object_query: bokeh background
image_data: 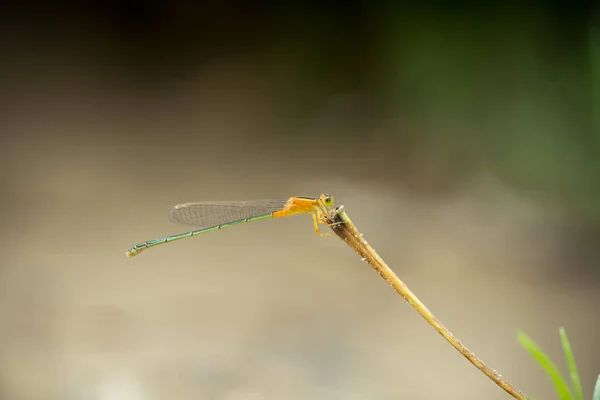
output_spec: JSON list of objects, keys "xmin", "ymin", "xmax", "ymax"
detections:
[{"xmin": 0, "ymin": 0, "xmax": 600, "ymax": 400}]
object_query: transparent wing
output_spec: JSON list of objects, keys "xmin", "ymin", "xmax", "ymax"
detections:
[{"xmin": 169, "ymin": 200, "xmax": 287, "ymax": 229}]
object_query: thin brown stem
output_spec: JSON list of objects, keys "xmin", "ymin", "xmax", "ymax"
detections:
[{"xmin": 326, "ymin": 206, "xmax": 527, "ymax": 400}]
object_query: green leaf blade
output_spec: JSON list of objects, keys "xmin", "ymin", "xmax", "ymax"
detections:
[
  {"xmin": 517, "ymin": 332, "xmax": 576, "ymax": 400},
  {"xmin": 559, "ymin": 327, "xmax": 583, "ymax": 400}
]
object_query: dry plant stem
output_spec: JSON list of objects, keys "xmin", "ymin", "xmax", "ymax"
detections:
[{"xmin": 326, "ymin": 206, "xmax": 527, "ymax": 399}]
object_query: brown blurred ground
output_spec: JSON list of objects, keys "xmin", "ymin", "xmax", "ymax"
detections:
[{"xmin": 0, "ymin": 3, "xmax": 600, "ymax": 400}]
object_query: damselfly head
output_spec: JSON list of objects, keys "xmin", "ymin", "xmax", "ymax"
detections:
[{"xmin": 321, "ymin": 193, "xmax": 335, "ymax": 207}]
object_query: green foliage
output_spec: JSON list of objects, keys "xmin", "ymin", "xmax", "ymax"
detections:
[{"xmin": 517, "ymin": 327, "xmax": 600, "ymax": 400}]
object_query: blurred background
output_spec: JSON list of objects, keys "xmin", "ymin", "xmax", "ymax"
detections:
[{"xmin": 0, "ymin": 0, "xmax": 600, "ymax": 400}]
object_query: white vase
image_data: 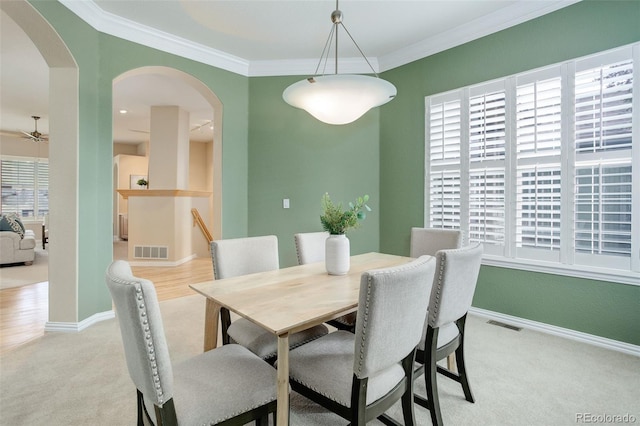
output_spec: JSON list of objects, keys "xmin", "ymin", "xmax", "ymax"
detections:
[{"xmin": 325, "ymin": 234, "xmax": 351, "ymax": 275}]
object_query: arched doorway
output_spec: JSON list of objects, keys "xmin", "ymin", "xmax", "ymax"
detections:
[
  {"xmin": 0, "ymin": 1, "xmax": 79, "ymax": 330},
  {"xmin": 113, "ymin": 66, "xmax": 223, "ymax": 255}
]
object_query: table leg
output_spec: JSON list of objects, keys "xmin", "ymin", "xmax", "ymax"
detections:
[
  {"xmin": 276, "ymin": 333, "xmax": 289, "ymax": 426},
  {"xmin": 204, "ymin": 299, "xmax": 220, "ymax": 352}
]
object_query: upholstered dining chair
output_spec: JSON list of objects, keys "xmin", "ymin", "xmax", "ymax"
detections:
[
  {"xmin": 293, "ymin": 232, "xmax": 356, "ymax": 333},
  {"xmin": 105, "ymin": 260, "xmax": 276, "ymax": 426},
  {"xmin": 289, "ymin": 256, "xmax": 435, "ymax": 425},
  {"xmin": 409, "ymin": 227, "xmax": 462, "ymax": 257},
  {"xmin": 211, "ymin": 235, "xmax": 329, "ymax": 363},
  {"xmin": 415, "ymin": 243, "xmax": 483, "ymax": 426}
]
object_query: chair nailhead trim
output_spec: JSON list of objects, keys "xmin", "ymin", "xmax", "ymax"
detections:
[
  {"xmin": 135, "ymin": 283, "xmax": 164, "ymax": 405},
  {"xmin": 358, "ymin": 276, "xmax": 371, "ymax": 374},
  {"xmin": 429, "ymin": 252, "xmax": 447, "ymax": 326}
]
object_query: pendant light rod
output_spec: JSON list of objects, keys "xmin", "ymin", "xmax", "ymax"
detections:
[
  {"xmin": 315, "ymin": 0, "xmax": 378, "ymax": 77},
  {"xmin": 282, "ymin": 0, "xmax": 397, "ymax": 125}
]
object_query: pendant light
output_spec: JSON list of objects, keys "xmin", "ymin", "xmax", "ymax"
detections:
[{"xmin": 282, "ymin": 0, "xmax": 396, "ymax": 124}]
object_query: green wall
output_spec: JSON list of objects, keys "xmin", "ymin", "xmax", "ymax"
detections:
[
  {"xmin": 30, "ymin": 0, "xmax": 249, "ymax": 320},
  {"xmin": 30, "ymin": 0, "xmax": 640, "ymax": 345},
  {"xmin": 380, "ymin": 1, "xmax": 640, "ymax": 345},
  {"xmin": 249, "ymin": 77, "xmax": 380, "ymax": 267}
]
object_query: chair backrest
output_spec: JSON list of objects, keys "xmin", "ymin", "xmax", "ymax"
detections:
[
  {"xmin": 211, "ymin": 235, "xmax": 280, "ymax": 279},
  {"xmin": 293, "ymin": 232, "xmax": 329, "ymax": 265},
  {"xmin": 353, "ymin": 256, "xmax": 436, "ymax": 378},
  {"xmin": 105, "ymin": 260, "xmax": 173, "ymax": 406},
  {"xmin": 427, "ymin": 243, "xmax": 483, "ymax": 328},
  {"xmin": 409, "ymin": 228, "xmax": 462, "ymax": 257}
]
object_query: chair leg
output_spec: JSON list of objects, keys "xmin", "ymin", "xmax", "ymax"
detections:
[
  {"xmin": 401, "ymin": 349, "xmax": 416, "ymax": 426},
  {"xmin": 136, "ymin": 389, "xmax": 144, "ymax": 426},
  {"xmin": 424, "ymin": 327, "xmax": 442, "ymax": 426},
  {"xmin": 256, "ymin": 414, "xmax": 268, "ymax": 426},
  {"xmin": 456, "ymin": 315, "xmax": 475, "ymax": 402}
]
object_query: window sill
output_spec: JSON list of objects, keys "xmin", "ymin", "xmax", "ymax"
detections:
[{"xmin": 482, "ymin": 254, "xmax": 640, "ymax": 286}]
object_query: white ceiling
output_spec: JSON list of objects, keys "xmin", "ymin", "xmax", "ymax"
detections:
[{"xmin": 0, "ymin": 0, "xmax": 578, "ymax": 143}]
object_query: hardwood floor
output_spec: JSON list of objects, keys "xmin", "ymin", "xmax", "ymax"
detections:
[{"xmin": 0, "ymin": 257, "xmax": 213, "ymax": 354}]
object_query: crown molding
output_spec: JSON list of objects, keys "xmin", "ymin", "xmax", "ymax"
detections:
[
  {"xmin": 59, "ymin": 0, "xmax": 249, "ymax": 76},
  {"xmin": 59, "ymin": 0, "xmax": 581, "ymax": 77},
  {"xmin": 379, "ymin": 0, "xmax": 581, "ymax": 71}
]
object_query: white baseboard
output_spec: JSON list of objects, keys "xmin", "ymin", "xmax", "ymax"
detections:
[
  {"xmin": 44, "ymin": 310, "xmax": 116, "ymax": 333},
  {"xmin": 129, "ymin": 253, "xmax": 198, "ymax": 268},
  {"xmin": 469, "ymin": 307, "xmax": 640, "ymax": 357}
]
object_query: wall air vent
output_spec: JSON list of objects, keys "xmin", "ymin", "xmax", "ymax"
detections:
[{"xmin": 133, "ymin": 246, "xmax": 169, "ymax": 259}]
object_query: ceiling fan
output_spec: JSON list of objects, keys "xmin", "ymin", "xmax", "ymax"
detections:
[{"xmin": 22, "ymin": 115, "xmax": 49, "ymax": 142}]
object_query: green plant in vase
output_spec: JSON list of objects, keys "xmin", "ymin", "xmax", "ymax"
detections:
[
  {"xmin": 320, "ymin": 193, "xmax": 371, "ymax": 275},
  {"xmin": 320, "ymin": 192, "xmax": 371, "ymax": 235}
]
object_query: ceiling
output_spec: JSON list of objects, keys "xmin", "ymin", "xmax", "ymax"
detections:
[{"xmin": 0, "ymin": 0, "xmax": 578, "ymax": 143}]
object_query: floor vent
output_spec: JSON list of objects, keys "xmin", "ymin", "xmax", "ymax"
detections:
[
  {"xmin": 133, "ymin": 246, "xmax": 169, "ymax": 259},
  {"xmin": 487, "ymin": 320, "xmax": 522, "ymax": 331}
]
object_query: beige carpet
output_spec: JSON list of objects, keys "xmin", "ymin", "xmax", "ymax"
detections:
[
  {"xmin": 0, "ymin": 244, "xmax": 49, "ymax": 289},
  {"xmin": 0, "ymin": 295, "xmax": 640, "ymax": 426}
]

──────────────────────────────

» Do this
From the material above, pull out each line that contains the string "floor". Case counts.

» Complete response
object_query: hardwood floor
object_query: floor vent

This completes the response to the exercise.